**Given problem:**
Display every line of the records below that contains the word "suit".

**Data shown:**

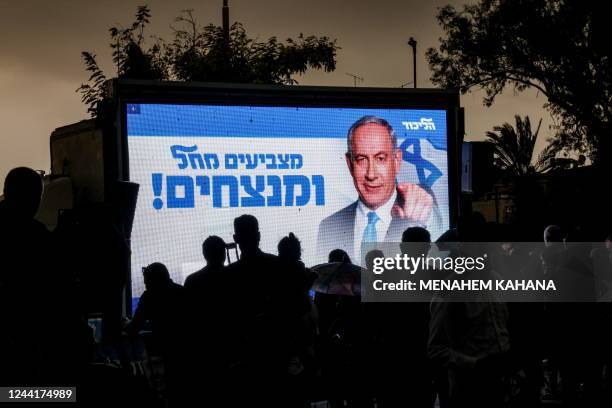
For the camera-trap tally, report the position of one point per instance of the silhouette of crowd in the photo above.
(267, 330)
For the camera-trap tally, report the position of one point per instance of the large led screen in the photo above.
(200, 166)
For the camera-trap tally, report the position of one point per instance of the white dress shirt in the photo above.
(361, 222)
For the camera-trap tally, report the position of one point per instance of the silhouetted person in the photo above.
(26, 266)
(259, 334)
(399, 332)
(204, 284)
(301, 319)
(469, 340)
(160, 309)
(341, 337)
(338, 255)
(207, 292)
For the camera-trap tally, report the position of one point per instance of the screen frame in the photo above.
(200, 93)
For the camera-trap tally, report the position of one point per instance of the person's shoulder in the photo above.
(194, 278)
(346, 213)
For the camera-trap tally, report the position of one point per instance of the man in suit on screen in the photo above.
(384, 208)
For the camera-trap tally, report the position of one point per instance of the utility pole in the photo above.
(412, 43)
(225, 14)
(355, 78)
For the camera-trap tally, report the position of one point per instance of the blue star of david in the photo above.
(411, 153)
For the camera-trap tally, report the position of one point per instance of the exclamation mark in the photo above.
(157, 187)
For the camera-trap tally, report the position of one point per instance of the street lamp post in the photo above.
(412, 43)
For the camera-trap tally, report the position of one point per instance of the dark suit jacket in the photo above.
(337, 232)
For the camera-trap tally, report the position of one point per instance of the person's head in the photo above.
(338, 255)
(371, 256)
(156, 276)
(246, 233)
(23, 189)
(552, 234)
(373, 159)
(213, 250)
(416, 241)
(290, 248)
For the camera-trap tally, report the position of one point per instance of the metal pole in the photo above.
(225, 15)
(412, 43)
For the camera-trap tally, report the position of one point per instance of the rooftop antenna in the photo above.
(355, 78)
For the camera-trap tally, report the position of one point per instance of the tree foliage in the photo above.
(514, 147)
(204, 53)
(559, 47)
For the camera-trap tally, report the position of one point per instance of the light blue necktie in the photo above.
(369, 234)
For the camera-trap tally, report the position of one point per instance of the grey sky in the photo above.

...

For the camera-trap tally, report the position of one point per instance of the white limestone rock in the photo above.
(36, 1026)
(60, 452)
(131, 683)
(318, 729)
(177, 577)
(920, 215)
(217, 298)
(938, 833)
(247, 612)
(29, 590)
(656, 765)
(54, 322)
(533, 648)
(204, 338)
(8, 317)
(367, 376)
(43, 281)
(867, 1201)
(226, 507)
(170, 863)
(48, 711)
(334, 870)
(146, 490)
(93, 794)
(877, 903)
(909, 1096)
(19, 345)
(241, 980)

**Exercise result:**
For the camera-trap tally, report the position of one point per instance of the man in suit on screen in the photo above.
For the camera-trap tally, report the position of one point per instance of the dark suit jacket in the photo above.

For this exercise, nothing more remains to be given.